● **Given problem**
From the material below, pull out every line that contains the string "path" and copy each one in full.

● **Task data**
::::::

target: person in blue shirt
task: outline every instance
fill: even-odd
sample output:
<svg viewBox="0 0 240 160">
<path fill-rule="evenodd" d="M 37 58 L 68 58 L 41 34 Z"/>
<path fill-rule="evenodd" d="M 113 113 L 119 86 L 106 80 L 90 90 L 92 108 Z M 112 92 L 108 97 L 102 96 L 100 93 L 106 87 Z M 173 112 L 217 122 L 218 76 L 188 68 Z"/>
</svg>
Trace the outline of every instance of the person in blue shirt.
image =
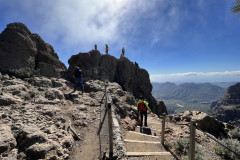
<svg viewBox="0 0 240 160">
<path fill-rule="evenodd" d="M 74 86 L 73 92 L 75 92 L 77 90 L 77 85 L 80 83 L 82 93 L 84 93 L 82 71 L 79 69 L 78 66 L 75 66 L 74 78 L 75 78 L 75 86 Z"/>
<path fill-rule="evenodd" d="M 151 109 L 148 107 L 148 103 L 143 100 L 142 96 L 140 96 L 139 101 L 137 103 L 137 110 L 138 112 L 140 112 L 140 116 L 141 116 L 140 126 L 142 127 L 143 125 L 143 115 L 144 115 L 145 117 L 144 126 L 147 127 L 147 110 L 151 114 Z"/>
</svg>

::::::

● **Final answer**
<path fill-rule="evenodd" d="M 37 58 L 68 58 L 41 34 Z"/>
<path fill-rule="evenodd" d="M 113 113 L 119 86 L 106 80 L 90 90 L 92 108 Z M 112 92 L 108 97 L 102 96 L 100 93 L 106 87 Z M 173 112 L 217 122 L 218 76 L 188 68 Z"/>
<path fill-rule="evenodd" d="M 74 86 L 73 92 L 75 92 L 77 90 L 77 85 L 80 83 L 82 93 L 84 93 L 82 71 L 79 69 L 78 66 L 75 66 L 74 78 L 75 78 L 75 86 Z"/>
<path fill-rule="evenodd" d="M 151 109 L 148 107 L 148 103 L 143 100 L 142 96 L 140 96 L 139 101 L 137 103 L 137 110 L 138 112 L 140 112 L 140 116 L 141 116 L 140 126 L 142 127 L 143 125 L 143 115 L 144 115 L 145 117 L 144 126 L 147 127 L 147 110 L 151 114 Z"/>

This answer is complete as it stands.